■ The problem
Retype the forum thread about children's Christmas gift lists in full, word for word.

■ Provided text
--

SilverSpot · 21/11/2017 08:55

Don't most children have a nice long list of things they DO want? Not hard to pick something of that to give to relatives to buy?

ElinoristhenewEnid · 21/11/2017 08:59

Bad memories of dcs Christmas list with dhs family. Every member wanted an individual list with several ideas to choose from - no sharing of ideas - was a nightmare to think of so many different things.
My family gave me the money to buy for the dcs - another nightmare as I did not know what they were getting from dhs family.

Shattered04 · 21/11/2017 09:05

I hear you. I have four DC and both sets of grandparents, and my siblings do the same. Several years I have to order it myself to our address and bloody wrap them all too on top of the ones we've bought them. Then they transfer the money and consider it job done.

What with all the school plays, teacher presents, Christmas parties, nanny presents, Christmas cards and working full time on top of that and DC with SN, I bloody hate it.

AnachronisticCorpse · 21/11/2017 09:05

The only things the kids have asked for are the things we’ve already got them, and that was like getting blood out of a stone. The 15yo wants a new CPU so he’s getting boring cash (although I’m going to hide the cash inside other silly presents), the 13yo is getting all new bedding and curtains, again, yawn, but it’s what she wants. The 6yo only wants an Xbox which he’s NOT getting as we already have three different consoles so I’ve had to think of wow things to distract him from that.

--

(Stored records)

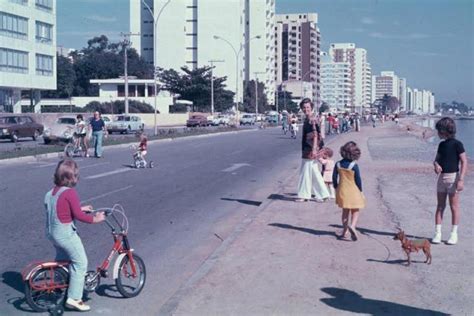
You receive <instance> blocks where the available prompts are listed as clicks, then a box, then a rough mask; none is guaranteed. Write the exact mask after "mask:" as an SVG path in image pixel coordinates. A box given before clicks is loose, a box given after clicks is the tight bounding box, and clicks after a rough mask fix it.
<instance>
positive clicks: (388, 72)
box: [372, 71, 406, 102]
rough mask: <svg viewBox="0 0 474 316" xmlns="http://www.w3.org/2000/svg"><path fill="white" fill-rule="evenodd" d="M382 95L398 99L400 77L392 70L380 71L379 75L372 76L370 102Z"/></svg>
mask: <svg viewBox="0 0 474 316" xmlns="http://www.w3.org/2000/svg"><path fill="white" fill-rule="evenodd" d="M405 85H406V84H405ZM384 95H388V96H392V97H396V98H397V99H399V100H400V79H399V78H398V76H397V75H396V74H395V72H393V71H382V72H381V73H380V76H373V77H372V102H374V101H375V100H378V99H382V98H383V97H384Z"/></svg>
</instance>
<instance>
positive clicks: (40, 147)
mask: <svg viewBox="0 0 474 316" xmlns="http://www.w3.org/2000/svg"><path fill="white" fill-rule="evenodd" d="M185 128H186V127H184V126H169V127H160V128H159V129H158V130H159V131H166V132H167V131H168V130H170V129H173V130H176V133H181V132H182V131H183V130H184V129H185ZM218 128H219V127H218V126H208V127H199V129H208V130H215V129H218ZM240 128H241V129H249V128H255V127H254V126H241V127H240ZM145 133H146V134H147V135H153V133H154V129H153V128H146V129H145ZM109 137H112V138H123V137H129V138H134V137H135V133H132V134H128V135H127V134H120V133H113V134H110V135H109ZM45 146H49V145H45V144H44V141H43V137H41V136H40V137H39V138H38V139H37V140H36V141H34V140H32V139H31V137H24V138H20V139H19V141H18V142H17V143H12V142H11V140H10V139H0V152H1V151H7V150H12V149H14V148H18V147H22V148H34V147H38V148H41V147H45Z"/></svg>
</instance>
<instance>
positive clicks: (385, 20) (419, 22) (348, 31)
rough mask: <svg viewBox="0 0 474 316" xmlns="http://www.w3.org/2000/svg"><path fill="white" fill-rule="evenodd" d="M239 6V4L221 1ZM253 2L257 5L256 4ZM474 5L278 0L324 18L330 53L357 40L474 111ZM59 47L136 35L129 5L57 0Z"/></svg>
mask: <svg viewBox="0 0 474 316" xmlns="http://www.w3.org/2000/svg"><path fill="white" fill-rule="evenodd" d="M220 1H231V0H220ZM251 1H253V0H251ZM473 3H474V1H471V0H276V11H277V13H299V12H304V13H307V12H311V13H312V12H316V13H318V15H319V23H318V25H319V28H320V30H321V37H322V49H323V50H327V49H328V46H329V44H330V43H338V42H351V43H355V44H356V45H357V47H362V48H365V49H367V51H368V58H369V62H370V63H371V65H372V71H373V72H374V73H379V72H380V71H382V70H393V71H395V72H396V73H397V74H398V75H399V76H401V77H405V78H407V82H408V86H410V87H413V88H418V89H429V90H431V91H433V92H434V93H435V98H436V101H437V102H438V101H452V100H457V101H460V102H465V103H466V104H468V105H471V106H474V69H473V63H474V61H473V60H474V40H473V38H474V25H473V20H474V8H473ZM57 6H58V8H57V15H58V22H57V23H58V39H57V41H58V45H61V46H64V47H67V48H81V47H83V46H85V45H86V42H87V39H90V38H92V37H93V36H95V35H100V34H105V35H107V36H108V37H109V38H111V39H112V40H118V38H119V34H120V32H127V31H128V30H129V0H73V1H71V0H57Z"/></svg>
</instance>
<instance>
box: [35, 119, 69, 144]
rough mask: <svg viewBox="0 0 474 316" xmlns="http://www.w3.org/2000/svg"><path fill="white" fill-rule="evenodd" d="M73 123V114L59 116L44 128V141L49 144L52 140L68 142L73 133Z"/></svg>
mask: <svg viewBox="0 0 474 316" xmlns="http://www.w3.org/2000/svg"><path fill="white" fill-rule="evenodd" d="M75 125H76V117H75V116H62V117H59V118H58V119H57V120H56V121H55V122H54V123H53V124H51V125H50V126H48V127H46V128H45V130H44V132H43V140H44V143H45V144H49V143H51V142H52V141H61V142H69V141H70V140H71V139H72V137H73V135H74V130H75Z"/></svg>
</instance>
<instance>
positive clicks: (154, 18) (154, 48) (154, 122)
mask: <svg viewBox="0 0 474 316" xmlns="http://www.w3.org/2000/svg"><path fill="white" fill-rule="evenodd" d="M170 2H171V0H168V1H167V2H166V3H165V4H164V5H163V6H162V7H161V9H160V11H159V12H158V14H157V15H156V16H155V15H154V14H153V10H152V9H151V8H150V6H149V5H148V4H147V3H146V2H145V0H142V4H143V5H144V6H145V7H146V8H147V10H148V11H149V12H150V14H151V17H152V18H153V84H154V91H153V94H154V97H155V99H154V103H155V111H154V116H153V117H154V125H155V128H154V135H155V136H156V135H158V125H157V123H156V120H157V118H156V112H157V102H158V100H157V98H158V88H157V86H158V84H157V79H158V70H159V68H158V64H157V60H158V58H157V57H156V56H157V51H156V48H157V43H156V41H157V39H158V28H157V26H158V20H159V19H160V16H161V13H162V12H163V10H164V9H165V8H166V6H167V5H168V4H169V3H170Z"/></svg>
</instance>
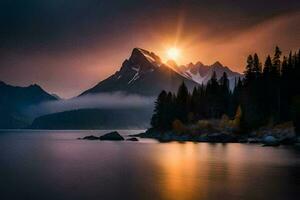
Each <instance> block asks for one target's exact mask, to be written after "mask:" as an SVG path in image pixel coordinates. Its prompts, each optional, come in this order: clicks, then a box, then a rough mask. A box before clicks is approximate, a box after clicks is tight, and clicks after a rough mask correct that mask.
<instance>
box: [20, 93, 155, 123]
mask: <svg viewBox="0 0 300 200" xmlns="http://www.w3.org/2000/svg"><path fill="white" fill-rule="evenodd" d="M154 101H155V97H146V96H140V95H132V94H130V95H128V94H124V93H122V92H115V93H99V94H95V95H92V94H89V95H85V96H79V97H76V98H72V99H66V100H64V99H61V100H57V101H50V102H45V103H41V104H38V105H33V106H30V107H28V108H26V109H24V111H23V112H24V114H26V115H28V116H31V117H38V116H41V115H45V114H51V113H57V112H63V111H69V110H78V109H91V108H97V109H112V110H118V109H131V108H132V109H133V108H140V109H142V108H145V109H147V110H149V109H151V108H152V107H153V106H154Z"/></svg>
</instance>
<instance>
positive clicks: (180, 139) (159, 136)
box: [129, 129, 300, 146]
mask: <svg viewBox="0 0 300 200" xmlns="http://www.w3.org/2000/svg"><path fill="white" fill-rule="evenodd" d="M129 136H130V137H138V138H151V139H156V140H158V141H159V142H173V141H176V142H197V143H248V144H262V145H263V146H279V145H295V146H298V145H300V137H297V136H296V135H289V134H286V135H285V134H283V135H282V136H277V135H274V134H270V133H269V134H264V135H261V136H254V135H251V134H247V135H237V134H230V133H222V132H219V133H217V132H216V133H203V134H194V135H190V134H176V133H174V132H170V131H169V132H164V133H162V132H158V131H153V130H149V129H148V130H147V131H146V132H142V133H139V134H133V135H129Z"/></svg>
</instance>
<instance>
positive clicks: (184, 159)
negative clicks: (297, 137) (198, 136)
mask: <svg viewBox="0 0 300 200" xmlns="http://www.w3.org/2000/svg"><path fill="white" fill-rule="evenodd" d="M263 150H264V151H265V152H267V153H265V152H264V153H262V152H261V147H260V150H259V148H257V147H256V146H253V145H248V146H247V145H242V144H229V145H224V144H214V145H213V144H195V143H184V144H181V143H171V144H168V145H166V146H164V147H162V148H160V152H159V156H158V155H157V156H158V159H157V162H158V166H159V167H160V169H159V170H160V171H161V176H160V178H161V179H160V180H159V184H160V187H161V191H160V192H161V196H162V199H220V198H224V197H226V199H264V198H265V196H264V195H265V194H266V193H267V194H272V198H273V199H282V198H284V199H286V198H287V197H290V198H291V199H293V198H294V197H296V196H295V195H296V194H297V191H296V190H295V186H296V188H300V187H299V185H297V184H296V185H289V184H288V183H289V182H290V181H291V179H292V177H290V176H289V175H288V173H290V171H289V170H288V168H287V167H288V166H290V164H291V163H294V164H295V166H296V167H294V168H293V170H295V169H296V168H297V169H298V170H299V169H300V168H299V159H296V160H295V159H293V158H292V157H290V156H289V155H287V154H285V153H286V152H285V151H283V150H282V149H263ZM294 173H295V172H294ZM283 183H285V184H283ZM283 188H284V190H285V191H288V192H287V193H286V194H285V195H283V193H282V189H283Z"/></svg>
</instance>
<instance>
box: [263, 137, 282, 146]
mask: <svg viewBox="0 0 300 200" xmlns="http://www.w3.org/2000/svg"><path fill="white" fill-rule="evenodd" d="M263 144H264V146H278V145H279V144H280V143H279V140H278V139H276V138H275V137H274V136H271V135H269V136H265V137H264V138H263Z"/></svg>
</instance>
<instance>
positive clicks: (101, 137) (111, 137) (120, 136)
mask: <svg viewBox="0 0 300 200" xmlns="http://www.w3.org/2000/svg"><path fill="white" fill-rule="evenodd" d="M100 140H124V138H123V137H122V136H121V135H120V134H119V133H118V132H117V131H113V132H110V133H106V134H104V135H102V136H100Z"/></svg>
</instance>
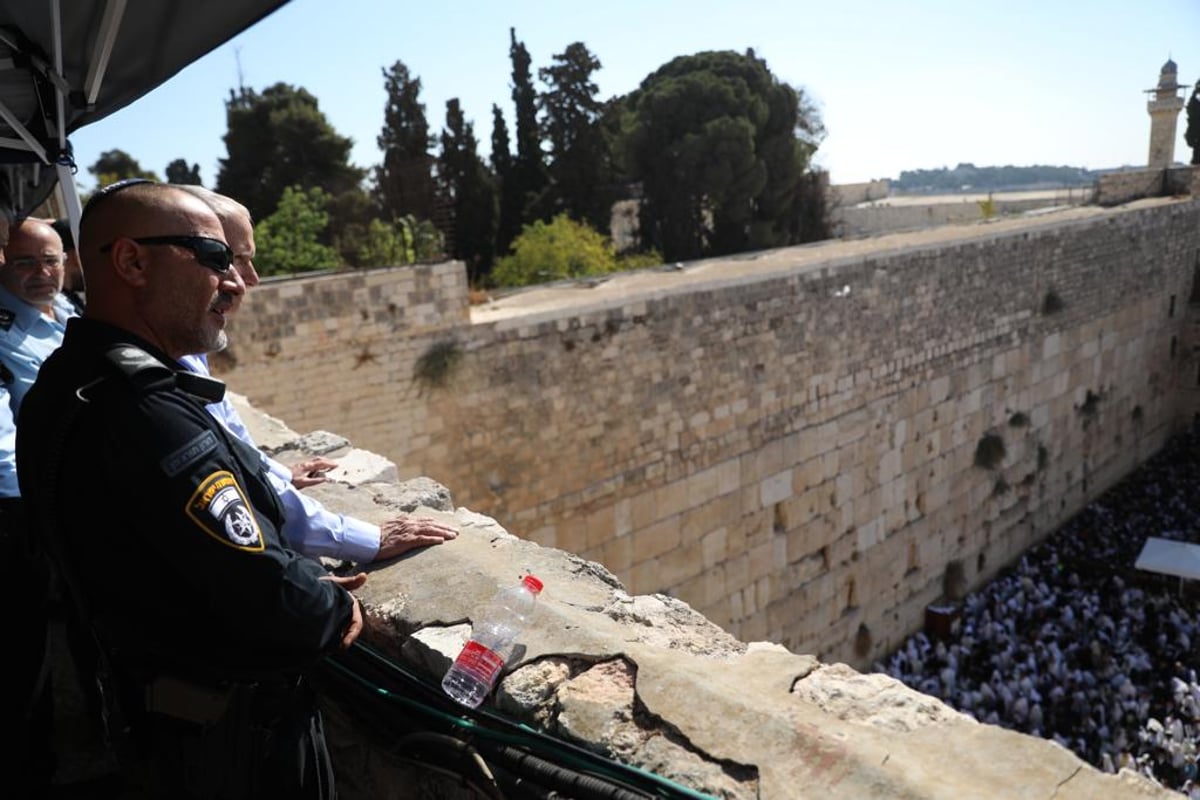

--

■ Answer
SilverSpot · 21/11/2017 08:55

Don't most children have a nice long list of things they DO want? Not hard to pick something of that to give to relatives to buy?

ElinoristhenewEnid · 21/11/2017 08:59

Bad memories of dcs Christmas list with dhs family. Every member wanted an individual list with several ideas to choose from - no sharing of ideas - was a nightmare to think of so many different things.
My family gave me the money to buy for the dcs - another nightmare as I did not know what they were getting from dhs family.

Shattered04 · 21/11/2017 09:05

I hear you. I have four DC and both sets of grandparents, and my siblings do the same. Several years I have to order it myself to our address and bloody wrap them all too on top of the ones we've bought them. Then they transfer the money and consider it job done.

What with all the school plays, teacher presents, Christmas parties, nanny presents, Christmas cards and working full time on top of that and DC with SN, I bloody hate it.

AnachronisticCorpse · 21/11/2017 09:05

The only things the kids have asked for are the things we’ve already got them, and that was like getting blood out of a stone. The 15yo wants a new CPU so he’s getting boring cash (although I’m going to hide the cash inside other silly presents), the 13yo is getting all new bedding and curtains, again, yawn, but it’s what she wants. The 6yo only wants an Xbox which he’s NOT getting as we already have three different consoles so I’ve had to think of wow things to distract him from that.